# GOAL OF THE EXERCISE
Transcribe exactly each line of the entries, from the opening line to the line with "Pick out each instance of the tow", with both of those lines included.

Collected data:

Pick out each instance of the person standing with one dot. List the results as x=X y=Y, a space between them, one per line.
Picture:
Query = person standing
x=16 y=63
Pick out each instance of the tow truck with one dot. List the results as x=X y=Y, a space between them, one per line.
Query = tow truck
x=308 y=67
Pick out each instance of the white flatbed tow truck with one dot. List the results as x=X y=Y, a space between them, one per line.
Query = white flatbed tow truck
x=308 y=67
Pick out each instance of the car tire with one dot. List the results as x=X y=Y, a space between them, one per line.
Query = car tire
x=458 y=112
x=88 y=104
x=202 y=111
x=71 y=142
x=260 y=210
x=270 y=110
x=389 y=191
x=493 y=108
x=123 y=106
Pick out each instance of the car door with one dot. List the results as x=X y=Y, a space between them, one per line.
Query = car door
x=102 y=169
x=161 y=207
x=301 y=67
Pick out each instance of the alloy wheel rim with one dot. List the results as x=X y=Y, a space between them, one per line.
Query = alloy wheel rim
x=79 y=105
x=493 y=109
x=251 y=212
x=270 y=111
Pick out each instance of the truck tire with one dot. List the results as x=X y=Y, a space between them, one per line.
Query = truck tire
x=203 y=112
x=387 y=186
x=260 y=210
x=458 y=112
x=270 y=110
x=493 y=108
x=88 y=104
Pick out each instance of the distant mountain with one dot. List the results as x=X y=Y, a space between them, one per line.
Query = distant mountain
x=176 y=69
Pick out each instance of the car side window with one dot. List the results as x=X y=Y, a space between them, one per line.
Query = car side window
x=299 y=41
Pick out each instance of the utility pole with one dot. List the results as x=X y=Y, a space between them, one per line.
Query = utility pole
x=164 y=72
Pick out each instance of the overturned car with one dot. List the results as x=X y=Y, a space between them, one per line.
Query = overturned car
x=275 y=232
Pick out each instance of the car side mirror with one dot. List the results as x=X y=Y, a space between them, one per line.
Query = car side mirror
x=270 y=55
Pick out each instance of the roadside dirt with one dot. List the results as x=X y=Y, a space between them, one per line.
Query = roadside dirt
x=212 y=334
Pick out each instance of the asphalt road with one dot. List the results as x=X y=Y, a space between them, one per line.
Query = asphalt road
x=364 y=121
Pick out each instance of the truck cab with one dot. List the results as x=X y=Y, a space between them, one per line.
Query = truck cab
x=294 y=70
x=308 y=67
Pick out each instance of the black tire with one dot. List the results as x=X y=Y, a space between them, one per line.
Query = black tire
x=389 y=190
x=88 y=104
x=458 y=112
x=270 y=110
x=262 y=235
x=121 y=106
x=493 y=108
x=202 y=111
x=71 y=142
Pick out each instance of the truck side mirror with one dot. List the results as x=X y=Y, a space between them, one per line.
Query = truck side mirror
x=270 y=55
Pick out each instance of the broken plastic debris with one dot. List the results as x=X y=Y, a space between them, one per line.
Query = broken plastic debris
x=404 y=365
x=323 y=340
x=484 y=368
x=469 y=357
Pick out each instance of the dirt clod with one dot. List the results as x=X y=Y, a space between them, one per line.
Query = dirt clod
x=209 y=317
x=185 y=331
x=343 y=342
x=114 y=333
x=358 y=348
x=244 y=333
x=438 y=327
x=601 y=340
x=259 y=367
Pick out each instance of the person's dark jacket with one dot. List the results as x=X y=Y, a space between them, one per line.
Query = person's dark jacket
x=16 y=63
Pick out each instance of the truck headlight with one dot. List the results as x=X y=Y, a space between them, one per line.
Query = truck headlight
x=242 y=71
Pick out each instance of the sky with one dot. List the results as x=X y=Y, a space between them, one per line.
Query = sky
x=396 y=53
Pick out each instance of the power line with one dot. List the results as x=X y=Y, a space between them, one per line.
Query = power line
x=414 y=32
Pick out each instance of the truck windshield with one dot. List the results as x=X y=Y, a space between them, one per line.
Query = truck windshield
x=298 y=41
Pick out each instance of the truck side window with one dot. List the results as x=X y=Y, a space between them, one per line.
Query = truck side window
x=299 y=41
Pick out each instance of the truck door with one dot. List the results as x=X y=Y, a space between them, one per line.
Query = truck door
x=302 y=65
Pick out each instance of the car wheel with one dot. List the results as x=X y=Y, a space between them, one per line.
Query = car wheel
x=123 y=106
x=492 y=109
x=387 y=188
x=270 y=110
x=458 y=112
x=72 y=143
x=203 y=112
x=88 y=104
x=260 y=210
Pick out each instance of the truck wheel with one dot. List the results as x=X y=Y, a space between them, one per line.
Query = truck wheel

# EXPECTED OUTPUT
Pick out each instance of the person standing with one dot. List the results as x=X y=Y, a space between them, one per line.
Picture:
Query = person standing
x=16 y=63
Pick out each instance of the tow truck with one dot. List the results as x=X y=Y, a space between them, one per line.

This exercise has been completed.